SOURCE PASSAGE:
##############################

OSDN Git Service

drm/amdgpu: bypass querying ras error count registers
authorGuchun Chen <guchun.chen@amd.com>
Tue, 4 Aug 2020 07:00:53 +0000 (15:00 +0800)
committerAlex Deucher <alexander.deucher@amd.com>
Fri, 14 Aug 2020 20:12:22 +0000 (16:12 -0400)
Once ras recovery is issued by ras sync flood interrupt or
ras controller interrupt, add this guard to bypass or execute
ras error count register harvest of all IPs.

Signed-off-by: Guchun Chen <guchun.chen@amd.com>
Reviewed-by: Hawking Zhang <Hawking.Zhang@amd.com>
Reviewed-by: Dennis Li <Dennis.Li@amd.com>
Signed-off-by: Alex Deucher <alexander.deucher@amd.com>
drivers/gpu/drm/amd/amdgpu/amdgpu_ras.c
drivers/gpu/drm/amd/amdgpu/amdgpu_ras.h
drivers/gpu/drm/amd/amdgpu/nbio_v7_4.c

index 1a55f6f..fbe464c 100644 (file)
@@ -1547,17 +1547,19 @@ static void amdgpu_ras_do_recovery(struct work_struct *work)
        struct list_head device_list, *device_list_handle =  NULL;
        struct amdgpu_hive_info *hive = amdgpu_get_xgmi_hive(adev, false);
 
-       /* Build list of devices to query RAS related errors */
-       if  (hive && adev->gmc.xgmi.num_physical_nodes > 1)
-               device_list_handle = &hive->device_list;
-       else {
-               INIT_LIST_HEAD(&device_list);
-               list_add_tail(&adev->gmc.xgmi.head, &device_list);
-               device_list_handle = &device_list;
-       }
+       if (!ras->disable_ras_err_cnt_harvest) {
+               /* Build list of devices to query RAS related errors */
+               if  (hive && adev->gmc.xgmi.num_physical_nodes > 1) {
+                       device_list_handle = &hive->device_list;
+               } else {
+                       INIT_LIST_HEAD(&device_list);
+                       list_add_tail(&adev->gmc.xgmi.head, &device_list);
+                       device_list_handle = &device_list;
+               }
 
-       list_for_each_entry(remote_adev, device_list_handle, gmc.xgmi.head) {
-               amdgpu_ras_log_on_err_counter(remote_adev);
+               list_for_each_entry(remote_adev,
+                               device_list_handle, gmc.xgmi.head)

##############################

Segmentation labeling lines:

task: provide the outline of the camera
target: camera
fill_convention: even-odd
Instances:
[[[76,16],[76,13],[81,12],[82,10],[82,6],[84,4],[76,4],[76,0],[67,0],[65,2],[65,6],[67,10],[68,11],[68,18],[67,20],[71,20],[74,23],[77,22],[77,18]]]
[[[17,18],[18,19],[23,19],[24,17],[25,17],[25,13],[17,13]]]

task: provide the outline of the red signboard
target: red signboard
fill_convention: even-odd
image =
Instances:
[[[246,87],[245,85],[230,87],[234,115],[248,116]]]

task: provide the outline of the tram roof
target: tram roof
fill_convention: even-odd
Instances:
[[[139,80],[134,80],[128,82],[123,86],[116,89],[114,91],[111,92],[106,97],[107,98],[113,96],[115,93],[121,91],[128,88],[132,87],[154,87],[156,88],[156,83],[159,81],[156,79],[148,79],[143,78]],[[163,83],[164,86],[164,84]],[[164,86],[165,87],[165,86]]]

##############################

AIM A:
Who is listed as the committer on the commit page?
AIM B:
Translate this sentence from the commit page into Spanish: "Once ras recovery is issued by ras sync flood interrupt or ras controller interrupt, add this guard to bypass or execute ras error count register harvest of all IPs."
AIM C:
List every file path that appears on the commit page.
The lines are not needed for any of this work.

REPLY A:
Alex Deucher

REPLY B:
Una vez que la recuperación de ras es emitida por la interrupción de inundación de sincronización de ras o por la interrupción del controlador de ras, agregue esta protección para omitir o ejecutar la recolección de los registros de conteo de errores de ras de todas las IP.

REPLY C:
drivers/gpu/drm/amd/amdgpu/amdgpu_ras.c
drivers/gpu/drm/amd/amdgpu/amdgpu_ras.h
drivers/gpu/drm/amd/amdgpu/nbio_v7_4.c